Pick out each line in the records below that contains the word "Return" and copy those lines in full.

● **Data excerpts**:
********************

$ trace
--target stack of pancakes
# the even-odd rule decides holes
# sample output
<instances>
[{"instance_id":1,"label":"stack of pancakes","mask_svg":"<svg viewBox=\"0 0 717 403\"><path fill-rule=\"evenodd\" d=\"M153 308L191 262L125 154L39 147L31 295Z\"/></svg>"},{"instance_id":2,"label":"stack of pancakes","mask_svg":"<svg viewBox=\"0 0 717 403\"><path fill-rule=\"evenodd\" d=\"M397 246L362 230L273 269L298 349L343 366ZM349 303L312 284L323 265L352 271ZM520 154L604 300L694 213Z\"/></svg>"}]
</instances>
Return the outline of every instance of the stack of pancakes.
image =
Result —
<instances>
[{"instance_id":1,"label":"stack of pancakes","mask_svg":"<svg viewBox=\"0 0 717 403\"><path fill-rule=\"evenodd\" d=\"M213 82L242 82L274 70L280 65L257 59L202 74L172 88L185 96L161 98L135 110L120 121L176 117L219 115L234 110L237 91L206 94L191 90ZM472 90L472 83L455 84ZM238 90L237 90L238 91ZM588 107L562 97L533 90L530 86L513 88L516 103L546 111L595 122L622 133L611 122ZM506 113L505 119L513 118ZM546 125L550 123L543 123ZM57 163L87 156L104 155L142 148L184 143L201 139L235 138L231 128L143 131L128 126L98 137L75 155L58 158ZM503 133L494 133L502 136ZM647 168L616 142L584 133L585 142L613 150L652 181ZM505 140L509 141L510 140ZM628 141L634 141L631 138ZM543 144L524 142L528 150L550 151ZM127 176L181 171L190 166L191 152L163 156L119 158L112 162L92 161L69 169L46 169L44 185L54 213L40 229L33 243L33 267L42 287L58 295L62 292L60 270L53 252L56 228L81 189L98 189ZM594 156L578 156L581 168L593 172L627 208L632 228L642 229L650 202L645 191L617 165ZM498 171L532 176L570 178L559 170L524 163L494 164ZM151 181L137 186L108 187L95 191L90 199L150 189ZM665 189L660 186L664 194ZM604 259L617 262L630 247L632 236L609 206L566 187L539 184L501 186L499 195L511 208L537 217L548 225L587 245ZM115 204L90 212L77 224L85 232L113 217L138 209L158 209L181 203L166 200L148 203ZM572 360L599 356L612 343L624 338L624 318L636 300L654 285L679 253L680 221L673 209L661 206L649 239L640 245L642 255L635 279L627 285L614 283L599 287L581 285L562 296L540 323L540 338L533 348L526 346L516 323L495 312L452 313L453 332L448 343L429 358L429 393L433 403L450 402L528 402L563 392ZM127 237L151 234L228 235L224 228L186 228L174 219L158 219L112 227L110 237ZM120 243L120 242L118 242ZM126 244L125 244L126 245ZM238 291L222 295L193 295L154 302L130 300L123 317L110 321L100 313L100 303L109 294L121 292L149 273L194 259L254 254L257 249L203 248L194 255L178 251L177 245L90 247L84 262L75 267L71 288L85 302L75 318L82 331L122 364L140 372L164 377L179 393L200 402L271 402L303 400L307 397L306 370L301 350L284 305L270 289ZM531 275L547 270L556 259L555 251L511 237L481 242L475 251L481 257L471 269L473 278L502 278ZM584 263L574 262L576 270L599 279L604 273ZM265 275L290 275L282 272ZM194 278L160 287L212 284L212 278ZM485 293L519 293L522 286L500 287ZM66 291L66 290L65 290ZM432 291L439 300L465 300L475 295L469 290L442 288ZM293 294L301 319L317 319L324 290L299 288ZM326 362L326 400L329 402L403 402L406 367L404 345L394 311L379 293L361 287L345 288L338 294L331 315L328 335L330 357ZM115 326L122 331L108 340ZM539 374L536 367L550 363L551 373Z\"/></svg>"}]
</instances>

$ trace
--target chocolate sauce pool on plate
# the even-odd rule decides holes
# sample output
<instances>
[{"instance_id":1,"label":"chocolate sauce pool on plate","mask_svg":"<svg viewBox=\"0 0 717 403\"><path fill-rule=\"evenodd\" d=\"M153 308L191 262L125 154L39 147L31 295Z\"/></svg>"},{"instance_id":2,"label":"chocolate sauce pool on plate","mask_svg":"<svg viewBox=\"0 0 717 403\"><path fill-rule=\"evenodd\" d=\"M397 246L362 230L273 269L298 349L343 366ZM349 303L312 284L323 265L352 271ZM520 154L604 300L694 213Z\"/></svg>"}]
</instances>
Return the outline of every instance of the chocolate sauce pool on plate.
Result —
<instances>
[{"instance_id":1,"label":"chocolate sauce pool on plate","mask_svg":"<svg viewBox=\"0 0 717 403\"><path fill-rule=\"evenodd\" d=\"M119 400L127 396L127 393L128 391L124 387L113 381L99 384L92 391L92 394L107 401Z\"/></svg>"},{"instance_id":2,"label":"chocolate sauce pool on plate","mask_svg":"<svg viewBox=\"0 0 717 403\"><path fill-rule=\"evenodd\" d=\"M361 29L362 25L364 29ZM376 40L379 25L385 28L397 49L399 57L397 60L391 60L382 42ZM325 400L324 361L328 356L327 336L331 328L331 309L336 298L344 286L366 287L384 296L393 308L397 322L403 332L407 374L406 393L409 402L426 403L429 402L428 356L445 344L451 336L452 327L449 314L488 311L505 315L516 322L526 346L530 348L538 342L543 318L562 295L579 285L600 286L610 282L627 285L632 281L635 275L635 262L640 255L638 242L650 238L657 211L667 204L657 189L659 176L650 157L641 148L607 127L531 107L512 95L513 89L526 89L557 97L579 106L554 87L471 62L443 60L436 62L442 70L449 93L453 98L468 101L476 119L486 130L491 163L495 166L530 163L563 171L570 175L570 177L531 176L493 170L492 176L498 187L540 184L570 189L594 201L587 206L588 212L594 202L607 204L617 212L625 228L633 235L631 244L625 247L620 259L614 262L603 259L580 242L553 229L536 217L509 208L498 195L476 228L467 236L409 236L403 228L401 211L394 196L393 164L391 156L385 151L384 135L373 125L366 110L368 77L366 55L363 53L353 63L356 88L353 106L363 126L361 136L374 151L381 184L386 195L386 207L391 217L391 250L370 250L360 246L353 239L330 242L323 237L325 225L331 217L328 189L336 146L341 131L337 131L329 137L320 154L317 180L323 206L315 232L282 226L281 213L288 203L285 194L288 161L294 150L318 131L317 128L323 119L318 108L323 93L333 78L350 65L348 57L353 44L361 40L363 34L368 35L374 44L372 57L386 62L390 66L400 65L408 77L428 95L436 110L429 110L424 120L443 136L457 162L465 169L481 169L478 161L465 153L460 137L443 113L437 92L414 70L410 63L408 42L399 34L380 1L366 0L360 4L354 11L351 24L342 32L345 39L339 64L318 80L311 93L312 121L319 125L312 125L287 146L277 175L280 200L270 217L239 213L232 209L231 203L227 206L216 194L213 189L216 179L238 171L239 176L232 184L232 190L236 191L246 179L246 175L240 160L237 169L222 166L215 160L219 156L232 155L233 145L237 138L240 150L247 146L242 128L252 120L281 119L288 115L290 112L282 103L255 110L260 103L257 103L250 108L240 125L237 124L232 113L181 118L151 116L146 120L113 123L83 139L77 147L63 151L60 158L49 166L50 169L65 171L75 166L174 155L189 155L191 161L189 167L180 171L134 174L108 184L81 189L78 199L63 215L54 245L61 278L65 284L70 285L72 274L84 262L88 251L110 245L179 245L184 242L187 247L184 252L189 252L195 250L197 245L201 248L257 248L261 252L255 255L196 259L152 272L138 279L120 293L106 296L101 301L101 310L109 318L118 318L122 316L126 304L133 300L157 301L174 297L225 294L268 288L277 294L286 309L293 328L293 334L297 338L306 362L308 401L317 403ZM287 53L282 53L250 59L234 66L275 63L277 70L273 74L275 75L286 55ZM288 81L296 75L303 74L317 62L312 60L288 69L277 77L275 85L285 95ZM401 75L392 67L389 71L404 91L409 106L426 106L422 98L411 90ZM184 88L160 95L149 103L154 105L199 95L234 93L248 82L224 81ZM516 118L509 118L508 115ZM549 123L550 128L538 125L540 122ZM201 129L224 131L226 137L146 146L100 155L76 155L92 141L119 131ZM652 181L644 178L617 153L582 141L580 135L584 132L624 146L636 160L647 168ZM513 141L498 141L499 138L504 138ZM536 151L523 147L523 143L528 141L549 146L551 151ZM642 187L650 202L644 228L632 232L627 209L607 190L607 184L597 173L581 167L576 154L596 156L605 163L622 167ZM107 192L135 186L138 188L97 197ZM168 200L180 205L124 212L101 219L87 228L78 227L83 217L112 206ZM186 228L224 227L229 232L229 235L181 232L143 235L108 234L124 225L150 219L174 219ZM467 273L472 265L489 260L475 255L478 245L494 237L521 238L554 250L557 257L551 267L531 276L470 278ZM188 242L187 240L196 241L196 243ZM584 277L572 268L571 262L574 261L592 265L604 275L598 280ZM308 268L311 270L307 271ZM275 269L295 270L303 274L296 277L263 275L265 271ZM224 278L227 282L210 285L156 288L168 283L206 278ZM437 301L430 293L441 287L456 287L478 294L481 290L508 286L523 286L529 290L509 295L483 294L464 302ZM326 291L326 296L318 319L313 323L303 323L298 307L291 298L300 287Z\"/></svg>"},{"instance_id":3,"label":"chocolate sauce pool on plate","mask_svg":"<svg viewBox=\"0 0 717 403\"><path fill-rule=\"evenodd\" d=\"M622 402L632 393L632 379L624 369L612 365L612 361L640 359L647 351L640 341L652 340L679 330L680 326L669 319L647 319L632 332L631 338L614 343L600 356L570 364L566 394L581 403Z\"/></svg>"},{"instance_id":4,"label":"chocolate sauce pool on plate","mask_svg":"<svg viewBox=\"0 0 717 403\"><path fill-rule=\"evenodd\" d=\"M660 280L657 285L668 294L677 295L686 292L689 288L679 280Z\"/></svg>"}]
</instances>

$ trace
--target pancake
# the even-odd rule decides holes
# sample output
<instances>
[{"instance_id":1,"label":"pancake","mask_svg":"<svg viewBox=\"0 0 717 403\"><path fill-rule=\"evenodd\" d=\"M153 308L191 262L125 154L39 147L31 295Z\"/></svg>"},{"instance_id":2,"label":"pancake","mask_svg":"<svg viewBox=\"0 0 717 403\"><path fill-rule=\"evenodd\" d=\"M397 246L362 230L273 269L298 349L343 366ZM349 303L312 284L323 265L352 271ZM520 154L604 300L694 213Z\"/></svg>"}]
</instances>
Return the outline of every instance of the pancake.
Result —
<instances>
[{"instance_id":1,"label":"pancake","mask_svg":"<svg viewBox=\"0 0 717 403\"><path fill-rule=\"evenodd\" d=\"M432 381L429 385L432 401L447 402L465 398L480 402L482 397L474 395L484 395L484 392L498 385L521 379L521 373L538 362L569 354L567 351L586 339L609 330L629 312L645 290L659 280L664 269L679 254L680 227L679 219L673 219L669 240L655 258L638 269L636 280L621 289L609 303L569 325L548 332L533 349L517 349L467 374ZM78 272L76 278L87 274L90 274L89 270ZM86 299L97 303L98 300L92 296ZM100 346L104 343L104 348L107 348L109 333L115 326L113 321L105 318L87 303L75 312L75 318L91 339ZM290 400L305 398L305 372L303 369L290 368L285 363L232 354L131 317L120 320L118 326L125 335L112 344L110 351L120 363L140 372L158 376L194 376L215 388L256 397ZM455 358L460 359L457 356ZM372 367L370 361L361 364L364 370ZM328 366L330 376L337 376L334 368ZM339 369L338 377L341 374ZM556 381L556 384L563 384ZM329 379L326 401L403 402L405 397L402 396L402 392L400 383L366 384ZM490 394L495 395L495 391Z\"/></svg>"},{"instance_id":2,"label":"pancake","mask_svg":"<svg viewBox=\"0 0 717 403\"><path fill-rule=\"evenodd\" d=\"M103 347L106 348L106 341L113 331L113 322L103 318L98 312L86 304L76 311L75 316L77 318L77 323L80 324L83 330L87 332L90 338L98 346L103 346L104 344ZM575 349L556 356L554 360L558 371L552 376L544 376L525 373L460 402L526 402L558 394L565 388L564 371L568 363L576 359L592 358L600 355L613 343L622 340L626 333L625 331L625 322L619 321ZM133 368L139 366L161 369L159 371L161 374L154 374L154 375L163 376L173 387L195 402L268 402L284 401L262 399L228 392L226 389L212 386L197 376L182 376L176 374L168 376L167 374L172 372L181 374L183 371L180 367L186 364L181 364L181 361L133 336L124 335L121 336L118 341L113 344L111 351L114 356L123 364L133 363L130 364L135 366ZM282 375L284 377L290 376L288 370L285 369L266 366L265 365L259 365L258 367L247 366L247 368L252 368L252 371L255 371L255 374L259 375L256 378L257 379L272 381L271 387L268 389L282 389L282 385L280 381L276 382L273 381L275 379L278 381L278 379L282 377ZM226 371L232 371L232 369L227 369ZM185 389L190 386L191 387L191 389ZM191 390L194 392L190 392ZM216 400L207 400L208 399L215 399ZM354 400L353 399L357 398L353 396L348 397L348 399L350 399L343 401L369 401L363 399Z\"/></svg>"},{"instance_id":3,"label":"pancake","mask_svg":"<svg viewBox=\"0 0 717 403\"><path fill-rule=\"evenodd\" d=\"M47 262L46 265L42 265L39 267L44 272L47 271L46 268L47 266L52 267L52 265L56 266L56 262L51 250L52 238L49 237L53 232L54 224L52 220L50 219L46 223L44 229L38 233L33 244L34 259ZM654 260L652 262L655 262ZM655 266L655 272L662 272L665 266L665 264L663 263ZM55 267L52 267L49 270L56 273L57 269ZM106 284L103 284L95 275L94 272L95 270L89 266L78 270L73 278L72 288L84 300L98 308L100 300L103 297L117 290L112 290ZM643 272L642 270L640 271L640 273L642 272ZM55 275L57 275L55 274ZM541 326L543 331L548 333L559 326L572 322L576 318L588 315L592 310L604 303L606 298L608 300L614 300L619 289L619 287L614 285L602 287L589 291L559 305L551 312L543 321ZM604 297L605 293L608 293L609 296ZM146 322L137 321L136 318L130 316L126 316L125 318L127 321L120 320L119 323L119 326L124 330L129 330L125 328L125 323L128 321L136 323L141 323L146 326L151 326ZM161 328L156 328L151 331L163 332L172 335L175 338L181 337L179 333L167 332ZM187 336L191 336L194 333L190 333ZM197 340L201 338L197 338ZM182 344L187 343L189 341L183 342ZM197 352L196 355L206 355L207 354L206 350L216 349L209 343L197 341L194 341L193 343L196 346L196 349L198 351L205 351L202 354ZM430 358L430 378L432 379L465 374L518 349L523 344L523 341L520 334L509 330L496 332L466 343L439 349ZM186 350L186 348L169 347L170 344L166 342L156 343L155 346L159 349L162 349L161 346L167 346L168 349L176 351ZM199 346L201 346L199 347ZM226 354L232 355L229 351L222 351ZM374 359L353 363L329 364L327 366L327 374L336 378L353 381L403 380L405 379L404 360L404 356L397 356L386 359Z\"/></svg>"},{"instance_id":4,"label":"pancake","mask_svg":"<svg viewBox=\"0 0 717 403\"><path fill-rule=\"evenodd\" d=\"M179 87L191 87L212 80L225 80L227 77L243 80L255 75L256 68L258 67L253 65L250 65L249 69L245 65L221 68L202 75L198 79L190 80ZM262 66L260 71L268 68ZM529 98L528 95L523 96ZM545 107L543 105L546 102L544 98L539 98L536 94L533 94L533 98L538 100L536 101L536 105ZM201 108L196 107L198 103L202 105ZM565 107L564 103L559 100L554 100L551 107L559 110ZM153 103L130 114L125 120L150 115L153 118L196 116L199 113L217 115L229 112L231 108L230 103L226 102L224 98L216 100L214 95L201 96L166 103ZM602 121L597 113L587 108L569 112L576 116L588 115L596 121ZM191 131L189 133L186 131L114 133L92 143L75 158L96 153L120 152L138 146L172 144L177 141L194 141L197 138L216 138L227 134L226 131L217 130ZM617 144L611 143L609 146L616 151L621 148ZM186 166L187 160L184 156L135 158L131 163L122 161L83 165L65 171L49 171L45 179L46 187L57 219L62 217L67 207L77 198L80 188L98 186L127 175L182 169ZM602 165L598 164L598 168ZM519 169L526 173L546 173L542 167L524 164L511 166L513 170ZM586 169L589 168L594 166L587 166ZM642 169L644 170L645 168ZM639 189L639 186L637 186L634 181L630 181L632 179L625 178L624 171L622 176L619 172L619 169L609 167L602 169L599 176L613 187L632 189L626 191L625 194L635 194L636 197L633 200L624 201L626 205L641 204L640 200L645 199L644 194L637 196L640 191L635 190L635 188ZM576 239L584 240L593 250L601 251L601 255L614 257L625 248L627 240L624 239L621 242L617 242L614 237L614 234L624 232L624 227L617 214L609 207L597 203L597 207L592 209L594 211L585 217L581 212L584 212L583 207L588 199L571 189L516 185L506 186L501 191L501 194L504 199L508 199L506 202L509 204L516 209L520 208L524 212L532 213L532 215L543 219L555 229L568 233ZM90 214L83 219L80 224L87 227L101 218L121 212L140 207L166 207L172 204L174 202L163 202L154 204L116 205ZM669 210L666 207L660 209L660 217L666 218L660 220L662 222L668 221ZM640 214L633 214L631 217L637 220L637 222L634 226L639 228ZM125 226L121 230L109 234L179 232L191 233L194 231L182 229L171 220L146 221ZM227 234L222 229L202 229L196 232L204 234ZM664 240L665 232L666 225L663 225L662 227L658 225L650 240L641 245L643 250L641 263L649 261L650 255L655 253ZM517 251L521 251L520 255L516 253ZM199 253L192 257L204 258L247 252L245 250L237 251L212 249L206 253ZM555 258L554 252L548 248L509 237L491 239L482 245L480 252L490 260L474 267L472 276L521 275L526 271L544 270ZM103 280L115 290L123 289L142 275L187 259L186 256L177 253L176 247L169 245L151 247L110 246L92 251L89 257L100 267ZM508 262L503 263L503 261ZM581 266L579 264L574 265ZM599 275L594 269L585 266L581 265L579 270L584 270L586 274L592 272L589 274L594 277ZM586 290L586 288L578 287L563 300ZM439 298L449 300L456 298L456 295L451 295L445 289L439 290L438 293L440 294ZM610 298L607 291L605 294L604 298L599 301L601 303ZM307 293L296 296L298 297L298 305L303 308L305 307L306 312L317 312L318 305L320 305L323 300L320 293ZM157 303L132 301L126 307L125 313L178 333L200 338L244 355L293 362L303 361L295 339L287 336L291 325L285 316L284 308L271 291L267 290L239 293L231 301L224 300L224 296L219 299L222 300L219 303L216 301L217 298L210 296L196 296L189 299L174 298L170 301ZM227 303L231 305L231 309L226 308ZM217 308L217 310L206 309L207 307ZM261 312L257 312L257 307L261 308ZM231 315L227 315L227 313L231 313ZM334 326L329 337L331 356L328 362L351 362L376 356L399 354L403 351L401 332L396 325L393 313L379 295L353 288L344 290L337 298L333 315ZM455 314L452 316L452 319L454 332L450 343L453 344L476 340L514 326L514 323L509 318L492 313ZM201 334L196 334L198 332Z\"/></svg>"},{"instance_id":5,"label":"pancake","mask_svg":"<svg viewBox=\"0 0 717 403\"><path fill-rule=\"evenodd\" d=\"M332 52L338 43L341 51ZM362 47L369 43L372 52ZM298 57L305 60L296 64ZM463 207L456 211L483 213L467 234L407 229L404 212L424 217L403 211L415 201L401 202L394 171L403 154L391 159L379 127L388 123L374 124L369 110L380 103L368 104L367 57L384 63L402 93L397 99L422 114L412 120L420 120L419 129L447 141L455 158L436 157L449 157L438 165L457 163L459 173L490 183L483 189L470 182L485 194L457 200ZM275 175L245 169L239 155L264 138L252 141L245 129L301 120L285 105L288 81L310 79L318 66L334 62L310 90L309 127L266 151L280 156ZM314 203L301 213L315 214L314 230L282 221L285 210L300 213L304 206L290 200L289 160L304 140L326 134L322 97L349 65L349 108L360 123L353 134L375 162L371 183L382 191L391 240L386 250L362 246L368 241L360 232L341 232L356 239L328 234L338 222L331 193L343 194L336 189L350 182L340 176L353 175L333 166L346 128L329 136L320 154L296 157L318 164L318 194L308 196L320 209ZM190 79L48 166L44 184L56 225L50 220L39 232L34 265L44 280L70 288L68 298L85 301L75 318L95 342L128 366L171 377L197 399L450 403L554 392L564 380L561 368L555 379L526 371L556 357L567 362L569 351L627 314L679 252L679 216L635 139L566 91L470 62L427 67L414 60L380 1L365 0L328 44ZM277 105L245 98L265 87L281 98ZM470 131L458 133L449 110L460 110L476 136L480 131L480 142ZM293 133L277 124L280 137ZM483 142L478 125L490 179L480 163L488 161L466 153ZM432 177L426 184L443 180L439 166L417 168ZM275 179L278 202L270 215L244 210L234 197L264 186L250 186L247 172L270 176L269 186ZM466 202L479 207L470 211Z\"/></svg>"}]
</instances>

********************

● **Expected answer**:
Return the outline of every instance of the stack of pancakes.
Return the outline of every instance of the chocolate sauce pool on plate.
Return the outline of every instance of the pancake.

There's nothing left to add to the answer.